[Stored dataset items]
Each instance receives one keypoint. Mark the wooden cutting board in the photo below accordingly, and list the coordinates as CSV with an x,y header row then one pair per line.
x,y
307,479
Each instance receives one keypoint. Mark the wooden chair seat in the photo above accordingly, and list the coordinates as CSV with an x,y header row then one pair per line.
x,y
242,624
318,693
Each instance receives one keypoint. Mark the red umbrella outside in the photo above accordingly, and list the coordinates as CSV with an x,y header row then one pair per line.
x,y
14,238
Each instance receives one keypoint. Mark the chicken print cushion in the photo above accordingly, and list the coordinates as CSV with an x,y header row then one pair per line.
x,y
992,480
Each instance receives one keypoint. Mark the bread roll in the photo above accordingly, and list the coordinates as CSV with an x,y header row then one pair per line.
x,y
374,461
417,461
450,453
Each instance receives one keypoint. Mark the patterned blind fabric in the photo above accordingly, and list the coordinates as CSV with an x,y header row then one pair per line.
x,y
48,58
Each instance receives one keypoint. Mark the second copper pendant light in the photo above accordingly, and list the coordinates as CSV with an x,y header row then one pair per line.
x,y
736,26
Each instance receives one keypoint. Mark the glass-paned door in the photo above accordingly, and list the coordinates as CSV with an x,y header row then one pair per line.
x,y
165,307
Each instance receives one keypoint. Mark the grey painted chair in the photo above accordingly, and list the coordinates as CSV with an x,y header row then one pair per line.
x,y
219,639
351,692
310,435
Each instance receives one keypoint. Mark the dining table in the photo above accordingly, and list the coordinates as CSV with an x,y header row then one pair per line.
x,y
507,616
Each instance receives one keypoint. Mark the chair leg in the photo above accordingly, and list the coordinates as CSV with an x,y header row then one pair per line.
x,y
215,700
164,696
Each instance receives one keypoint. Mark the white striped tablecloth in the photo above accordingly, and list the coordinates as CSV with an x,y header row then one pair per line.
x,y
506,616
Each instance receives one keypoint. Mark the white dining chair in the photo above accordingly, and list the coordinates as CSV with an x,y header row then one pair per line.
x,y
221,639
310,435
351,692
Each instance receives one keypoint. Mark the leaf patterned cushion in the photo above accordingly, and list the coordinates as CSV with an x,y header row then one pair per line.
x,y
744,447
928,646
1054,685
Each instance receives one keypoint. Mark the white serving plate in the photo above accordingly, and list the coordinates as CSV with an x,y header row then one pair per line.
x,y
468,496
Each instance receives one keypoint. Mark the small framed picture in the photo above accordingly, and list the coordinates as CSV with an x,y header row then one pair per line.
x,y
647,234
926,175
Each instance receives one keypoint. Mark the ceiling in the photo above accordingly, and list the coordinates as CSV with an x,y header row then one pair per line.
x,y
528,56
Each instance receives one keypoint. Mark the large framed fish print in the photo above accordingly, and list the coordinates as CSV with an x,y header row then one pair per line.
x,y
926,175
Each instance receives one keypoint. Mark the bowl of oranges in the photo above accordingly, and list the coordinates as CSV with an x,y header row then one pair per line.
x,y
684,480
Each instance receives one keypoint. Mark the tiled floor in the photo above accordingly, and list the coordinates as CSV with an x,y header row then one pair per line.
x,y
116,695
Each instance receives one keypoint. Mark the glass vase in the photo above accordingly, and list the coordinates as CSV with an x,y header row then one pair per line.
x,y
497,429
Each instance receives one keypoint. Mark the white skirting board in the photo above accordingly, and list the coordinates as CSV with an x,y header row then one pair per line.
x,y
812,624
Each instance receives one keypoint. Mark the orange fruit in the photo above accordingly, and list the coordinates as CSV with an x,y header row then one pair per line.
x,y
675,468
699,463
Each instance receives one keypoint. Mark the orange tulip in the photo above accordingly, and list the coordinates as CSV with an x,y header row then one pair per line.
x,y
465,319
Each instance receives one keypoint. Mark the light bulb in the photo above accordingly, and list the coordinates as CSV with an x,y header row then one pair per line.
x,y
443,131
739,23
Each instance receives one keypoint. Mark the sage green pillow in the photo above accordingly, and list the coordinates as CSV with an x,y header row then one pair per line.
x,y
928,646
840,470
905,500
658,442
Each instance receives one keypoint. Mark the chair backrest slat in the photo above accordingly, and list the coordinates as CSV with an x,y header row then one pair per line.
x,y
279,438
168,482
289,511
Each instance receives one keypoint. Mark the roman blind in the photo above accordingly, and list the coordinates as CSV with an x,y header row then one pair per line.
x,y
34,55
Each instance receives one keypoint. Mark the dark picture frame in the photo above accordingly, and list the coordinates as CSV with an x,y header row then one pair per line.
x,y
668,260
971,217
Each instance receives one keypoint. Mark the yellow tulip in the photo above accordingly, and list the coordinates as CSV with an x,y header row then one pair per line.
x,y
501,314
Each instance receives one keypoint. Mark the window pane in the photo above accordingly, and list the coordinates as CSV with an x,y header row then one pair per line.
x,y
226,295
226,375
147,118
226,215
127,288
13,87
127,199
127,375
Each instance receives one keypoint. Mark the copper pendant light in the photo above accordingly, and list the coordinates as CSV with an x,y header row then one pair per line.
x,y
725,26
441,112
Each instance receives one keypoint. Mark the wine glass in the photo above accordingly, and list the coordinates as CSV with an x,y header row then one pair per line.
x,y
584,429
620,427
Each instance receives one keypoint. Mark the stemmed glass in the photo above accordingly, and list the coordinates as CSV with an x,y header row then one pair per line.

■ PROBLEM DESCRIPTION: In this exercise, repeat all entries exactly.

■ SOLUTION:
Each instance receives one keypoint. Mark the wooden cutting board in the photo below accordingly, and list the coordinates as CSV with an x,y header row then one pair per line.
x,y
307,479
Each instance receives one keypoint. Mark the wooden chair seat in the photo above accordingly, and list the coordinates as CSV with an x,y header row then one pair per line.
x,y
242,624
318,693
Each instance receives one keypoint. Mark the red umbrella outside in the photo above accordingly, and list the coordinates as CSV with an x,y header row then one pair per line.
x,y
14,238
Each instance receives one keypoint. Mark the chicken print cushion in the photo above accordingly, and list the coordinates as CSV with an x,y header row then one pair per line.
x,y
992,480
Each instance receives one keypoint. Mark the bread roll in the photo above accordingly, and list the coordinates as CSV with an x,y header row then one pair per line.
x,y
374,461
417,461
450,453
Each instance receives one keypoint. Mark the patterned blind fabric in the photo above accordingly, and list the coordinates as CSV with an x,y header row then one pair per line.
x,y
48,58
Each instance receives one keypoint. Mark the second copper pendant light in the photo above accordingly, and list the coordinates as CSV with an x,y header row then one pair per line.
x,y
736,26
Each instance receives one keypoint. Mark the glass-paned door in the photo above accordingly, and list the coordinates as CSV with an x,y header row then one pair per line.
x,y
165,307
Each instance receives one keypoint. Mark the grey painted chair in the photo above accordingly, and list the coordinates as CSV with an x,y header row then one pair per line.
x,y
219,639
351,692
310,435
Each instance receives one keypoint. Mark the dining table in the photo above accordingly, and list the coordinates as CSV with an x,y header row then one pair per line.
x,y
507,616
Each instance receives one keypoint. Mark the chair leg in the photo above accordingly, and list the coordinates as CSV with an x,y header row then one pair per line.
x,y
215,700
164,696
Each instance receives one keypoint. Mark the white striped tablecloth in the photo above accordingly, and list the coordinates as CSV with an x,y header row then one pair per line.
x,y
506,616
Each instance receives one keypoint. Mark the white dining chair in the photo above accordingly, and list the coordinates as CSV with an x,y header row then one pair per line.
x,y
221,639
310,435
351,692
Each instance receives one keypoint. Mark the leaf patterned cushion in the photo above accordingly, and list the coordinates as CSV with an x,y header row then one pair per line.
x,y
744,447
928,646
1054,685
Each instance receives one keypoint. Mark the white serving plate in the photo above accordingly, and list the coordinates as CSV with an x,y header row then one pair per line.
x,y
468,496
Each instance receives one keypoint. Mark the small framed picture in the photo above accordingly, and list the coordinates as CSV with an x,y header row then one pair per line.
x,y
647,234
926,175
Each instance receives one keypoint. Mark the ceiling in the photo above accordingly, and list the coordinates as CSV with an x,y header row then one pair per line.
x,y
528,56
Each instance receives one keypoint. Mark the large framed fish print in the photo above accordingly, and list the coordinates as CSV with an x,y header row then one pair per line.
x,y
926,175
Each instance receives one keypoint. Mark the bowl of oranges in the photo above accordingly, and list the coordinates as CSV with an x,y header row then one pair per line.
x,y
684,480
Each instance receives one keypoint. Mark the tiled floor in the photo above accordingly, and list the coordinates as CSV with an x,y header row then one pair per line.
x,y
116,695
Each instance receives one keypoint. Mark the glass vase in the photo above accordingly, and list the coordinates as CSV with an x,y header row then one pair per line.
x,y
497,429
Each instance receives one keypoint. Mark the white skirting board in the photo above accordingly, and list the coordinates as CSV with an x,y header row then one pair per line.
x,y
812,624
Each instance receives one keypoint. Mark the orange fruit in the photo above accordingly, and list the coordinates as CSV with an x,y header row then one pair per line.
x,y
675,468
699,463
Each instance receives one keypoint. Mark the orange tulip in the photo above accordingly, and list the coordinates as CSV with an x,y header row then one pair per line.
x,y
465,319
Each instance receives one keypoint. Mark the light bulb in the photo above accordingly, and list the coordinates as CSV with an x,y header row then one pair per line.
x,y
443,131
739,23
Each instance receives one keypoint. Mark the sage green pillow in the photo above accordingly, and list the coordinates as CSV with an x,y header row then one pair per line.
x,y
928,646
840,470
905,500
658,442
Each instance receives one keypoint. Mark the chair backrest slat in the photo above accordingly, and list the coordinates as CSV with an x,y header row then one pair per line.
x,y
279,438
168,482
289,511
Each instance receives one keypoint. Mark the roman blind in the photo above accordingly, and list the coordinates as CSV with an x,y header row then one pair per line.
x,y
34,55
Each instance receives one keypoint. Mark the dark picture frame in the photo above accordingly, and list the coordinates as CSV with an x,y header row then one pair per line.
x,y
668,260
971,217
Each instance receives one keypoint. Mark the yellow tulip in the photo above accordingly, and list the coordinates as CSV with an x,y header row then one pair per line.
x,y
501,314
Each instance receives one keypoint. Mark the window pane in the photo above accordingly, and list the coordinates as CSV with an x,y header row then one pair per line.
x,y
226,295
226,375
147,118
226,215
127,288
13,87
127,199
127,375
Each instance receives one keypoint. Mark the copper pendant light in the photo above accordingly, and list the coordinates as CSV with an x,y header row then one pair per line.
x,y
725,26
441,112
Each instance receives one keypoint. Mark the wine glass in the photo above accordingly, and list the coordinates as CSV with an x,y header row then one pair per line.
x,y
584,429
620,427
Each instance receives one keypoint. Mark the stemmed glass in the photo above accordingly, and list the coordinates as CSV with an x,y header row then one pair per line.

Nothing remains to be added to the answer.